___ Texte présenté ___
R. : Oui, j’ai grandi dans les églises de l’Archevêché : d’abord dans l’une des premières églises, si ce n’est la première église construite par des émigrés russes après la révolution, dans une banlieue de Paris qui s’appelle Clamart, l’église des saints Constantin et Hélène. J’y ai célébré il n’y a pas longtemps. Cela fait déjà un certain temps qu’elle fait partie du Patriarcat de Moscou, elle y est entré il y a déjà quelques années. Puis j’ai été lecteur, acolyte, hypodiacre à la cathédrale Saint-Alexandre-Nevsky, sous feu l’archevêque Serge (Konovalov). Cependant, j’ai toujours eu le désir de revenir en Russie et de servir en Russie. Grâce à Dieu, ce souhait s’est réalisé, et j’espère qu’il continuera d’en être de même.
Mais il y a là-bas un grand nombre de membres de ma famille, ma mère y vit avec mon père, mon frère y vit. Bien sûr cette séparation, elle traversait très souvent les familles, elle continue en fait de les traverser. Mais voilà, petit à petit certaines choses guérissent.
Pour moi, comme il s’agit de mes parents proches, c’est important en soi ; mais bien sûr j’ai chaud au cœur aussi de voir ces églises, de voir la cathédrale, où de façon significative j’ai passé une partie importante de ma jeunesse en église, à nouveau au sein de l’Église orthodoxe russe.
Q. : Que vous ont dit vos proches, vos amis, les fidèles, après qu’ils ont pris appris cet événement historique ?
R. : Ils étaient très heureux. Ils m’ont remercié, moi entre autres, parce que j’ai pris une certaine part dans ce processus.
Mais surtout ils ressentent une profonde gratitude envers Mgr Jean, ce « Français de Bordeaux » qui a emmené son troupeau sur le chemin, qui n’a pas eu peur, qui a rassemblé ses forces, même si des voix s’élevaient contre lui disant qu’il n’agissait pas comme il se doit, mais il n’a pas eu peur, il a rassemblé ses forces, il a pris ce chemin, et il l’a suivi jusqu’au bout.
Et ils sont reconnaissants à Sa Sainteté, d’avoir répondu aux aspirations de Mgr Jean, et d’avoir accueilli l’Archevêché.
___
Poursuivez l'entretien sur l'Archevêché présenté ci-dessus, en reprenant juste après sa dernière phrase.
___ Données enregistrées ___
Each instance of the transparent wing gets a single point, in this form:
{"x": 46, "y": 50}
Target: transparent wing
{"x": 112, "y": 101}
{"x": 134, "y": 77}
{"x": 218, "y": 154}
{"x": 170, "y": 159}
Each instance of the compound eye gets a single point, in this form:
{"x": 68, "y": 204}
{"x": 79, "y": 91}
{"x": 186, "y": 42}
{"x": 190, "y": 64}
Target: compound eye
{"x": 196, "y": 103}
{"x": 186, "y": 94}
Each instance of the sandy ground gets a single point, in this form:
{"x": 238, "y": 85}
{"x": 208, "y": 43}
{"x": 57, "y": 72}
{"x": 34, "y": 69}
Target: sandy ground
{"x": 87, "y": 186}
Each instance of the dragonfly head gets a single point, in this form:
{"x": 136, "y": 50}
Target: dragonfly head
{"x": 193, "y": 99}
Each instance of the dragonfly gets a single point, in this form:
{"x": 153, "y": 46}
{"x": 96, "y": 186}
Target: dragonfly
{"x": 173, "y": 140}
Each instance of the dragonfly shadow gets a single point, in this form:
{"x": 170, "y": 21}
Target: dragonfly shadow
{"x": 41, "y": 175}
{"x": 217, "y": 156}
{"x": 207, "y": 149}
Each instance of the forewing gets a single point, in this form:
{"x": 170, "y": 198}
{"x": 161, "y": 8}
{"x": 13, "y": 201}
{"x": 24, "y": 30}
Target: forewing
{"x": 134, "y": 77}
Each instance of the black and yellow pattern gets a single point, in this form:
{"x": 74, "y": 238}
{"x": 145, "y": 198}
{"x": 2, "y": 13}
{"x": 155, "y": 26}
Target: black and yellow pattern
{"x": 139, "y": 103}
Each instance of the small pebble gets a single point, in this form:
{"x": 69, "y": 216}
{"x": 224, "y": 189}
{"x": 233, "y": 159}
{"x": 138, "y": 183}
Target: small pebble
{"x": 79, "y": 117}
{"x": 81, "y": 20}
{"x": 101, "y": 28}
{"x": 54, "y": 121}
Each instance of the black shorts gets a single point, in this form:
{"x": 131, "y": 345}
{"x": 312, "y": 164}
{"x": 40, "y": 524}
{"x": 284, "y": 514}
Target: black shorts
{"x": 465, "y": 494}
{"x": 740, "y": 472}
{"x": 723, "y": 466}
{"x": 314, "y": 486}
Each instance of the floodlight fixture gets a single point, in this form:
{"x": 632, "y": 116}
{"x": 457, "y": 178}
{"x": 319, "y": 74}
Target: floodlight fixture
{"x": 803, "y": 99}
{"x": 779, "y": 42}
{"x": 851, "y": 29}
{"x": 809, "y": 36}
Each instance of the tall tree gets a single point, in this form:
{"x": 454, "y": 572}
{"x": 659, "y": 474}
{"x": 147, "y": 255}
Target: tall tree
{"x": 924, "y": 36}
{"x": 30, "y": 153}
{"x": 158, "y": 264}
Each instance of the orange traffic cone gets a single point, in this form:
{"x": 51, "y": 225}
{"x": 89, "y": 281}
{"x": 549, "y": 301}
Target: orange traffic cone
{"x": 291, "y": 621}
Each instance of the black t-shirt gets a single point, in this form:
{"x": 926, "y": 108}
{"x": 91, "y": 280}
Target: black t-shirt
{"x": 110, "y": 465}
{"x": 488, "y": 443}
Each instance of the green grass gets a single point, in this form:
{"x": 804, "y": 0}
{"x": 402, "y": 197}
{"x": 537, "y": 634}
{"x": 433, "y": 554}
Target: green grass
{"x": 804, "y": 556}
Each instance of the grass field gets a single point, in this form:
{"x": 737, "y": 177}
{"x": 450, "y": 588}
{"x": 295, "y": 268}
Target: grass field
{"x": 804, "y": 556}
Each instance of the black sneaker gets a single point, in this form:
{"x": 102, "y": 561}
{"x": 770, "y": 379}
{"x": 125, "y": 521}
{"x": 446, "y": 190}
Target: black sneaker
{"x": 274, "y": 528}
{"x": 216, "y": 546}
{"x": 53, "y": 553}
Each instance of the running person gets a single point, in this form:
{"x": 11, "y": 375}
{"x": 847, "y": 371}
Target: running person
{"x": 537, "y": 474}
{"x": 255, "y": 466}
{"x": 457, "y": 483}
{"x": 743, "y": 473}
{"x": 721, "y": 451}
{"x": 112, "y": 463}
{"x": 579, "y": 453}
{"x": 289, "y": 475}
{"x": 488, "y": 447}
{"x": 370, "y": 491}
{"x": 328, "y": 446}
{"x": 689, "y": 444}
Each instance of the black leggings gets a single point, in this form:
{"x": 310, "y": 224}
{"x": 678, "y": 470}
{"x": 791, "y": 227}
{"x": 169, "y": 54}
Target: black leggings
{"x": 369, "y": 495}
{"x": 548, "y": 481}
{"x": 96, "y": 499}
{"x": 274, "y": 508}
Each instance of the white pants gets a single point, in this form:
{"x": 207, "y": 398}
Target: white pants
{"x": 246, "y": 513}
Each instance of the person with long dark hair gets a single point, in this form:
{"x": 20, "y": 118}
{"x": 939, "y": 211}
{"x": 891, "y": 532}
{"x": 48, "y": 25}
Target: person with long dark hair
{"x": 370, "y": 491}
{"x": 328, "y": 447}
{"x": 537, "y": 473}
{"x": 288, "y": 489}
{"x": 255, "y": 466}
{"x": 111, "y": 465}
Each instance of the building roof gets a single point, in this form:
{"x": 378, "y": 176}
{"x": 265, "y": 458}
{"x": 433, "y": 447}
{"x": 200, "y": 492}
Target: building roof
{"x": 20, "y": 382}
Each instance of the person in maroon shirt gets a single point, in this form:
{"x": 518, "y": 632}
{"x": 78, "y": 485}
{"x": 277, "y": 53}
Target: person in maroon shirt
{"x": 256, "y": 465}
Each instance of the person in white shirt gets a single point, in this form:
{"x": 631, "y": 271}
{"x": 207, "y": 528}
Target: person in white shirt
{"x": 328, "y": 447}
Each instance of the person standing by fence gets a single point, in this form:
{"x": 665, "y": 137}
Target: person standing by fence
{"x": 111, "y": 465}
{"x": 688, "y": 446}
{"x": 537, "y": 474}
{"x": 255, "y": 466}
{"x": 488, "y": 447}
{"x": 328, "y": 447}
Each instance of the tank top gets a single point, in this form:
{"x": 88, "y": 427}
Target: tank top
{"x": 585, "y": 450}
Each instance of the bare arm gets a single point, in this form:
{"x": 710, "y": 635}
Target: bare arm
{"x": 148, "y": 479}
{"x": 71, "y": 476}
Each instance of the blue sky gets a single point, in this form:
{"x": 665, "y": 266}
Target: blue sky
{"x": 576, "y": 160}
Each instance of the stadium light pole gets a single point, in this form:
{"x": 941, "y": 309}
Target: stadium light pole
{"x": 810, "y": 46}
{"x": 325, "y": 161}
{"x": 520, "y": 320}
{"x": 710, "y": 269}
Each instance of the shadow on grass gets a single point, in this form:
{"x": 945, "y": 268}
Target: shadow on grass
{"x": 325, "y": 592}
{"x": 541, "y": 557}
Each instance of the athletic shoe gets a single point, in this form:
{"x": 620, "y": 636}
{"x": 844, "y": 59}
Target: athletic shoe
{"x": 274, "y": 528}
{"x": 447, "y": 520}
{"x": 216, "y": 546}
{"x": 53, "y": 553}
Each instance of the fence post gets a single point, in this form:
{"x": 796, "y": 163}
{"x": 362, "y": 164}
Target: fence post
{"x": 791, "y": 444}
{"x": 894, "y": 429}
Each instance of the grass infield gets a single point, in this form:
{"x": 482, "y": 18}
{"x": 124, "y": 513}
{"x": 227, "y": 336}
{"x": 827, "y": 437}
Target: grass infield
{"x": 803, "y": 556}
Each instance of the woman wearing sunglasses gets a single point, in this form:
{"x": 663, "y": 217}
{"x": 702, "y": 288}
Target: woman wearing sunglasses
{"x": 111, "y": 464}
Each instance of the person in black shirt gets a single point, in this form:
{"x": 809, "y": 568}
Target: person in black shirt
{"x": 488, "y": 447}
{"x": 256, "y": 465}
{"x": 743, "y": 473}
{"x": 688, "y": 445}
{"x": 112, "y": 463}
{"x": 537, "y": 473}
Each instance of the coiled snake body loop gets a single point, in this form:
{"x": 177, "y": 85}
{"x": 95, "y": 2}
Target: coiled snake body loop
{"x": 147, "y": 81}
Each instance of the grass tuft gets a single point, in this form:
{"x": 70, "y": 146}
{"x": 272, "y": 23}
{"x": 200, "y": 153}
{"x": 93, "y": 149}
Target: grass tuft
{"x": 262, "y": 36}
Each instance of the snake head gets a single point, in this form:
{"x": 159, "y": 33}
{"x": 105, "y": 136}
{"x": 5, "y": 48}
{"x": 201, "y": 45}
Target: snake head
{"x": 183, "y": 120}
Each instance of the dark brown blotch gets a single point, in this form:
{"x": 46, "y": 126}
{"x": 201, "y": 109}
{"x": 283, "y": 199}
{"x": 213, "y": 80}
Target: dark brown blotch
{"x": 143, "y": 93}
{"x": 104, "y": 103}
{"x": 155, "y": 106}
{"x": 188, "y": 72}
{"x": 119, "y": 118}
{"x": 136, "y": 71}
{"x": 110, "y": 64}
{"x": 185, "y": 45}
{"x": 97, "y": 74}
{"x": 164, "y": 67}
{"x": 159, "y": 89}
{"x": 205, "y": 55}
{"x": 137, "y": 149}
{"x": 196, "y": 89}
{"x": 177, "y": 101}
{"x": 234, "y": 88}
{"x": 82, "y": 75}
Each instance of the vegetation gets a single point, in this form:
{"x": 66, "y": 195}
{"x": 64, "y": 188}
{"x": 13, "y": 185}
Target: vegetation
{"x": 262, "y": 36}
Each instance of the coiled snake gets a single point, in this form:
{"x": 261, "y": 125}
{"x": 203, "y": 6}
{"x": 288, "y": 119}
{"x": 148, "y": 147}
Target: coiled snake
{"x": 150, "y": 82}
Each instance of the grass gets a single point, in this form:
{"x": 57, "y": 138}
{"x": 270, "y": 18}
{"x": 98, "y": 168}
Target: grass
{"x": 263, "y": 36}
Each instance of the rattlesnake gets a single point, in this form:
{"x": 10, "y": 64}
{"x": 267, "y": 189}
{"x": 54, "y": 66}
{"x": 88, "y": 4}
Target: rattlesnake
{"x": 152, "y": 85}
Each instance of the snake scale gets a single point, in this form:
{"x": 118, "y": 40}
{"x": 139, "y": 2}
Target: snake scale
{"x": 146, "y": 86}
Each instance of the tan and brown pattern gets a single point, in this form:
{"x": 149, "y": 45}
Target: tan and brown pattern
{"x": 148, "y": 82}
___
● Résultat attendu:
Mais il y a des disparités, corrigez-moi encore : la langue liturgique, le calendrier (ancien et nouveau style). Qu’en adviendra-t-il ?
R. : Vous savez, cela ne va pas changer grand-chose. Pour eux en fait, cela ne va rien changer du tout.
Mais même parmi les paroisses du Patriarcat de Moscou, en France par exemple, il y en a qui célèbrent en français, à l’étranger nous avons des paroisses qui célèbrent en ce qu’on appelle le nouveau style. J’ai dit qu’un grand nombre d’habitants de souche sont devenus orthodoxes, et ils sont effectivement nombreux dans l’Archevêché, mais il y en a aussi dans les paroisses du Patriarcat de Moscou. Ce qui veut dire que pour nous il n’y a là rien d’inédit.
L’Archevêché a ses spécificités, par exemple dans son administration épiscopale ou paroissiale, et elles seront conservées.
Mais vous savez, notre Église est très diverse, nous sommes faits de beaucoup d’éléments différents. Il y a l’Église russe hors-frontières, depuis maintenant plus de 10 ans, qui a ses traditions, qui lui sont propres aussi. Nous vivons, n’est-ce pas, nous y arrivons.
Q. : Quelle sera la procédure pour la réunification ?
R. : Durant le prochain Synode, que Sa Sainteté a proposé de réunir le 8 octobre, jour de la fête de saint Serge de Radonège, la décision sera prise, décision qui en fait se prépare depuis longtemps, qui en grande partie a été le sujet des discussions tous ces derniers mois, décision qui accordera à l’Archevêché une structure au sein de l’Église orthodoxe russe ; sa structure et ses règles d’administration, disons-le, correspondront à celles que l’Archevêché avait toutes ces années. Simplement nous le formalisons par un acte de notre Saint Synode.
Q. : Je cite Sa Sainteté le Patriarche : « Un événement s’est produit, qui peut devenir historique. Je dis « qui peut devenir », car il reste encore beaucoup à faire, afin que cette action porte ses fruits. » Outre ce que vous avez déjà dit sur les événements récents, que reste-t-il encore à faire au sens large ?
R. : Tout d’abord, Sa Sainteté a prononcé ces mots au moment où Mgr Jean s’est adressé à lui il y a deux semaines, demandant à être réuni, avec tous les clercs et les paroisses qui le souhaiteront.
Il y a quelques jours a eu lieu une assemblée pastorale, durant laquelle les clercs ont se sont exprimé dans le même sens, confirmant le souhait de la majorité. Ainsi…
Q. : Beaucoup de choses ont déjà eu lieu …
R. : Oui, beaucoup de choses.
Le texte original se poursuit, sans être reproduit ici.